Everything from the line containing "Practice step: find the white baseball" through the final line of the records must be transcribed verbatim; nothing else belongs in the result.

◆ ◆ ◆

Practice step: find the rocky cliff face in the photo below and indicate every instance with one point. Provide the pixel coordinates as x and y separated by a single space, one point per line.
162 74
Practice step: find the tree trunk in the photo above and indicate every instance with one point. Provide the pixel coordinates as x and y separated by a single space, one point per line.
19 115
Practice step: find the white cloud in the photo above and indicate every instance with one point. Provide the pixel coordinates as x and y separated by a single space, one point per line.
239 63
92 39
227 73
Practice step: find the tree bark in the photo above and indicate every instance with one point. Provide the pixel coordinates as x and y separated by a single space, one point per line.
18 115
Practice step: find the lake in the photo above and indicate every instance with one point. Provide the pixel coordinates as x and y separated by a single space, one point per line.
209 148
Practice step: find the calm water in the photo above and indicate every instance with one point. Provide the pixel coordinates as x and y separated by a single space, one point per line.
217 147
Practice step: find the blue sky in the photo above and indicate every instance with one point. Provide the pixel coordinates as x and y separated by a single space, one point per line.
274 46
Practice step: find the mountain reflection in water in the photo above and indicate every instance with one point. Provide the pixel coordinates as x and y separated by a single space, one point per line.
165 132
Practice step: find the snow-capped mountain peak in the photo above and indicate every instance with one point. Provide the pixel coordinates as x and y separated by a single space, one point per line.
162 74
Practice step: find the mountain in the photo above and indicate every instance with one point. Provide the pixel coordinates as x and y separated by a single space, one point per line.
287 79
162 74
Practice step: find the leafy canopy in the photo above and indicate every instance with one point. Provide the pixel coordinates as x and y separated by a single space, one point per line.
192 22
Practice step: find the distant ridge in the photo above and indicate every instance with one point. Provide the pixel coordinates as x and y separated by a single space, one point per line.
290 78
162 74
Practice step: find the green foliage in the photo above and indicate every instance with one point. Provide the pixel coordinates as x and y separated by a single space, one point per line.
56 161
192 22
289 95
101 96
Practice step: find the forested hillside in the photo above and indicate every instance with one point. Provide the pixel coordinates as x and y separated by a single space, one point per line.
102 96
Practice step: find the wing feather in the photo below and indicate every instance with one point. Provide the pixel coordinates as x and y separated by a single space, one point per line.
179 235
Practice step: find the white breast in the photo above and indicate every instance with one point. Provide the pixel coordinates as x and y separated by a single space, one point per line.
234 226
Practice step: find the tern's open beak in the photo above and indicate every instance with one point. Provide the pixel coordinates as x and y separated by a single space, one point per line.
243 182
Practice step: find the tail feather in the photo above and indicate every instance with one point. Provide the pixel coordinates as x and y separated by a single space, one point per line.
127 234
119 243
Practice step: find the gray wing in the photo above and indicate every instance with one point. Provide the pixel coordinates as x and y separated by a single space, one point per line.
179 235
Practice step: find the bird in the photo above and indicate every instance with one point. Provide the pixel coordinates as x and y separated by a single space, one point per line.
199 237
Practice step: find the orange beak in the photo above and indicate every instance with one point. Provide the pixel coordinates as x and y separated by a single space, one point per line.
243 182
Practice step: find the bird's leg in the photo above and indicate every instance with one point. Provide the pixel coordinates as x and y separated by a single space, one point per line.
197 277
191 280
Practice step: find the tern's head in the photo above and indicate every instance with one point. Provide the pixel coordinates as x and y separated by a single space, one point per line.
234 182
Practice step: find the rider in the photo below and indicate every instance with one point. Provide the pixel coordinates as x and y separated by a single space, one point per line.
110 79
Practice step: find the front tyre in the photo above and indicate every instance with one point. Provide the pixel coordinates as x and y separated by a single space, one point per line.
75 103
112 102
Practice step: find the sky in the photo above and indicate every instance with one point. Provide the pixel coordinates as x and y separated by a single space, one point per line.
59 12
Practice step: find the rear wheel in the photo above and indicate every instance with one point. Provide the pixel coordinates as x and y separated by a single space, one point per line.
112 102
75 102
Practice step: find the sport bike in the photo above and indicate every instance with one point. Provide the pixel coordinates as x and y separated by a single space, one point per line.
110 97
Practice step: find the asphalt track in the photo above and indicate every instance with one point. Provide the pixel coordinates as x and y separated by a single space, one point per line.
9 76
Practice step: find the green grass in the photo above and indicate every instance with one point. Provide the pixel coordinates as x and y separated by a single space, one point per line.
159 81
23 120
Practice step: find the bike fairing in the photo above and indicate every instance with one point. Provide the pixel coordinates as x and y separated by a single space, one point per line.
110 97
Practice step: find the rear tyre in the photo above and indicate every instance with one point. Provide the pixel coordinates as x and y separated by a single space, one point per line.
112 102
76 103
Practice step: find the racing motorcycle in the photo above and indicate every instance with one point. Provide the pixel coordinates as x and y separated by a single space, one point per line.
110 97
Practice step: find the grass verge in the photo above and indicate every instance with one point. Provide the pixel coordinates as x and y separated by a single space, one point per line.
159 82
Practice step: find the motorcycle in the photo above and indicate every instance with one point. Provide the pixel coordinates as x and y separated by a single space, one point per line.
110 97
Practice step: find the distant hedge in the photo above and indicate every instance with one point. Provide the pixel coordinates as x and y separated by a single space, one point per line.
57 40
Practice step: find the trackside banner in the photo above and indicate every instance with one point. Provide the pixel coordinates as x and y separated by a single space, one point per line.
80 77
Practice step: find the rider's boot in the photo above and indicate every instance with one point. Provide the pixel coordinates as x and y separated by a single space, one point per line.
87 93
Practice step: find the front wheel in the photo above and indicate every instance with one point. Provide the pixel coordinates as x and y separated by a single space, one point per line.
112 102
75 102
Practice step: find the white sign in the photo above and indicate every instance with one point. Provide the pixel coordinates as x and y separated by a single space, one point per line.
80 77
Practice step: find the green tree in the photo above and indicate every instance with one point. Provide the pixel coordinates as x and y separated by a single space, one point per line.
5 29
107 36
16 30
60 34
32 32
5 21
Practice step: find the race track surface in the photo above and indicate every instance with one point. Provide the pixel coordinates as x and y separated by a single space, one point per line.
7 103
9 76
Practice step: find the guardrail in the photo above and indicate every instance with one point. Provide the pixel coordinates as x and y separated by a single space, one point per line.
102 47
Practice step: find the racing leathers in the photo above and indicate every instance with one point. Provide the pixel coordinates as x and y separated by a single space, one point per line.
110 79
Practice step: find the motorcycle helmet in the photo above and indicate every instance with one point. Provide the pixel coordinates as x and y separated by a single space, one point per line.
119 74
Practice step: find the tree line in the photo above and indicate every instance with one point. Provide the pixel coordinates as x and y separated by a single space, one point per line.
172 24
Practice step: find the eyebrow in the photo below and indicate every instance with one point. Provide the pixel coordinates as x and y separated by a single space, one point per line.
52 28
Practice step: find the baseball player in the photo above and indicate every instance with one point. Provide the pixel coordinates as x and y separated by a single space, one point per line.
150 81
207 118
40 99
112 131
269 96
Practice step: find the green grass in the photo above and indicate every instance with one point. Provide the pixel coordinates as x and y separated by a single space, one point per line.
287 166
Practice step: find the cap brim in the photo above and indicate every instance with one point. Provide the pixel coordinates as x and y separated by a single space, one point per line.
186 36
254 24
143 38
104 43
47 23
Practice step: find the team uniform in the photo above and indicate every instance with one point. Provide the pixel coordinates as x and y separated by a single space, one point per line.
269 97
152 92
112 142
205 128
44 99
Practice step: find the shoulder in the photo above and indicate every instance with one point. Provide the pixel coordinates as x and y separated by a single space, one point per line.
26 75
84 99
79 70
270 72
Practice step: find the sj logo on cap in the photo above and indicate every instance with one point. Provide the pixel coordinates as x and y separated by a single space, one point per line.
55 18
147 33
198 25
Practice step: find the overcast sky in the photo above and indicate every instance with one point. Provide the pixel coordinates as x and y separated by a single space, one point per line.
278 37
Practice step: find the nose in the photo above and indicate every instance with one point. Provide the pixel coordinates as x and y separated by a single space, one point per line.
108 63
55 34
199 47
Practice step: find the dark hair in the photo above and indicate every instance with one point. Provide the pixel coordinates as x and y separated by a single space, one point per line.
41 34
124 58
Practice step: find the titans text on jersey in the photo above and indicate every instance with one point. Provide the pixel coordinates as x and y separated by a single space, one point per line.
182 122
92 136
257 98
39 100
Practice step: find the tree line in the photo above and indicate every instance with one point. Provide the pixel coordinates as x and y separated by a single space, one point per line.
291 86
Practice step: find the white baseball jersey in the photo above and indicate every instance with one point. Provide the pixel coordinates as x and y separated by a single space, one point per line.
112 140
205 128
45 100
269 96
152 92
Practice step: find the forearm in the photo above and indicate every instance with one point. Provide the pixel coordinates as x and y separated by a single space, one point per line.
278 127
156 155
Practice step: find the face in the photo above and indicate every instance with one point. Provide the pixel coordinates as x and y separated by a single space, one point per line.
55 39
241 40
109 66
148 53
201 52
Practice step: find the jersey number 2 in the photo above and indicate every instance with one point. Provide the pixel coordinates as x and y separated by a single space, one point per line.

◆ ◆ ◆

_CORRECT RESULT_
Practice step: find the white baseball jersey in the photo above and indicate every instance with one point. Provide the pixel coordinates as x and y separated by a single space, one point per line.
112 140
205 128
45 100
269 96
152 92
Practice step: find the forearm in the photo above and indicate every instance with one point. Provide the pixel coordinates as x and y separated by a single space, one point per line.
278 127
156 155
Practice step: find the face in the photo above and indicate every instance with one point. Provide the pixel coordinates as x and y separated by a single space, one point per line.
55 39
241 40
109 66
148 53
201 52
Practice step: find the jersey number 2 in the photo above and indicate every instance with one point. Provide the pixel coordinates as x and y separated by a single space, one point per line.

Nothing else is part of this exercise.